The task:
The records that follow must be repeated verbatim, every one of them.

[start of Provided data]

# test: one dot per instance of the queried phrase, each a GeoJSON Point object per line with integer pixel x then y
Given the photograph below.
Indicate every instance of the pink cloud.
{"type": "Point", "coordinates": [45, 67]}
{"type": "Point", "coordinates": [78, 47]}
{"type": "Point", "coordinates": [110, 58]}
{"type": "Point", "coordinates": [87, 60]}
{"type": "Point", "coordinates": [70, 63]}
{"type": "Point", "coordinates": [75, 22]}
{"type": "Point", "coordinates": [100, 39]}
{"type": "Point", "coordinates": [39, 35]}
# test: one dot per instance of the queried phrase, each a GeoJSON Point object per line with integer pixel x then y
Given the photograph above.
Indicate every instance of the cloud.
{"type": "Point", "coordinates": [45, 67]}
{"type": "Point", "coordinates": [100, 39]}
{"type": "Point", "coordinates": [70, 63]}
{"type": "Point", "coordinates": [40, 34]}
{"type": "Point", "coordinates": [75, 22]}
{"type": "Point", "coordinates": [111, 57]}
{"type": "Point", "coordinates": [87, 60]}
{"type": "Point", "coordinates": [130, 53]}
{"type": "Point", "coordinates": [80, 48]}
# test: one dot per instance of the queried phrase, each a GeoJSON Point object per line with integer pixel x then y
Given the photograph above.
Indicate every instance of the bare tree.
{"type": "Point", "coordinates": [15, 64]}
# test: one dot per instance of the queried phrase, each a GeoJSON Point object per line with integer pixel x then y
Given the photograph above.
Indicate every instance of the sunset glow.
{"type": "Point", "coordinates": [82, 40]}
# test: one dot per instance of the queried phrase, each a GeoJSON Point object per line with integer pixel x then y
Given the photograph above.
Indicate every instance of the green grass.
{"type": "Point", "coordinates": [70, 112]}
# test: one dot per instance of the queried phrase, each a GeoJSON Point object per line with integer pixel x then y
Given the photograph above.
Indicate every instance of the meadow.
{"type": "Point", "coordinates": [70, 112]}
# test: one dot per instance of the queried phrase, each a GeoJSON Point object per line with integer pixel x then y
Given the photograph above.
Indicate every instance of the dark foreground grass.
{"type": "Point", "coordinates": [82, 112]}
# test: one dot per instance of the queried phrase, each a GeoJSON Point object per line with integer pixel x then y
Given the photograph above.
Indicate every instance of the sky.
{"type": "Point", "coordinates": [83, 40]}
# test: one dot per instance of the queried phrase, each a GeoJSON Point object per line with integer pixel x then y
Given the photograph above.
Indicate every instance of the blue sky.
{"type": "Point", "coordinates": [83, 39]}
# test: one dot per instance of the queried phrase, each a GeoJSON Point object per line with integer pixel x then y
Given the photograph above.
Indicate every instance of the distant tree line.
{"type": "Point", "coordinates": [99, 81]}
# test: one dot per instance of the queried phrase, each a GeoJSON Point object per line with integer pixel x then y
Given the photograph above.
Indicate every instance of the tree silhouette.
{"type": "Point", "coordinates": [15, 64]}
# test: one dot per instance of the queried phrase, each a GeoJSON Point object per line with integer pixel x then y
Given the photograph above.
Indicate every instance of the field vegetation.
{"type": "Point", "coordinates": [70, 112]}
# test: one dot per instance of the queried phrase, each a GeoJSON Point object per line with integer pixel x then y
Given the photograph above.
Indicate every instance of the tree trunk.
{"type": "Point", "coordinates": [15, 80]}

[end of Provided data]

The solution:
# test: one dot per instance of the queried phrase, each a GeoJSON Point object per line with integer pixel x then y
Given the photograph below.
Indicate every instance of the pink cloud.
{"type": "Point", "coordinates": [45, 67]}
{"type": "Point", "coordinates": [78, 47]}
{"type": "Point", "coordinates": [110, 58]}
{"type": "Point", "coordinates": [87, 60]}
{"type": "Point", "coordinates": [70, 63]}
{"type": "Point", "coordinates": [75, 22]}
{"type": "Point", "coordinates": [100, 39]}
{"type": "Point", "coordinates": [39, 35]}
# test: one dot per instance of the queried phrase, each a GeoJSON Point object per line with integer pixel x then y
Given the photograph above.
Indicate every instance of the cloud.
{"type": "Point", "coordinates": [45, 67]}
{"type": "Point", "coordinates": [100, 39]}
{"type": "Point", "coordinates": [70, 63]}
{"type": "Point", "coordinates": [40, 34]}
{"type": "Point", "coordinates": [75, 22]}
{"type": "Point", "coordinates": [111, 57]}
{"type": "Point", "coordinates": [87, 60]}
{"type": "Point", "coordinates": [130, 53]}
{"type": "Point", "coordinates": [80, 48]}
# test: one dot per instance of the queried phrase, each a GeoJSON Point object per line with integer pixel x then y
Given the photograph above.
Indicate every instance of the bare tree.
{"type": "Point", "coordinates": [15, 64]}
# test: one dot per instance of the queried phrase, each a GeoJSON Point object per line with integer pixel x then y
Given the photograph above.
Indicate every instance of the sunset glow.
{"type": "Point", "coordinates": [82, 40]}
# test: one dot per instance of the queried phrase, each a GeoJSON Point object per line with integer pixel x then y
Given the photograph above.
Indicate every instance of the green grass.
{"type": "Point", "coordinates": [70, 112]}
# test: one dot per instance of the queried phrase, each a GeoJSON Point object per line with integer pixel x then y
Given the photograph above.
Indicate every instance of the meadow.
{"type": "Point", "coordinates": [70, 112]}
# test: one dot per instance of the queried phrase, each a GeoJSON Point object per line with integer pixel x then y
Given the photograph above.
Indicate every instance of the dark foreground grass.
{"type": "Point", "coordinates": [82, 112]}
# test: one dot per instance of the queried phrase, each a GeoJSON Point object per line with integer pixel x then y
Given the photograph above.
Indicate every instance of the sky.
{"type": "Point", "coordinates": [83, 40]}
# test: one dot per instance of the queried phrase, each a GeoJSON Point object per line with integer pixel x then y
Given the photograph above.
Indicate every instance of the blue sky.
{"type": "Point", "coordinates": [83, 39]}
# test: one dot per instance of the queried phrase, each a GeoJSON Point object per line with integer pixel x then y
Given the photograph above.
Indicate every instance of the distant tree line.
{"type": "Point", "coordinates": [99, 81]}
# test: one dot per instance of the queried phrase, each a GeoJSON Point object per line with integer pixel x then y
Given the photograph above.
Indicate every instance of the tree silhouette.
{"type": "Point", "coordinates": [15, 64]}
# test: one dot per instance of the queried phrase, each a GeoJSON Point object per line with integer pixel x then y
Given the photograph above.
Indicate every instance of the field vegetation.
{"type": "Point", "coordinates": [70, 112]}
# test: one dot per instance of the queried phrase, each a GeoJSON Point object per line with integer pixel x then y
Given the photograph above.
Indicate every instance of the tree trunk.
{"type": "Point", "coordinates": [15, 80]}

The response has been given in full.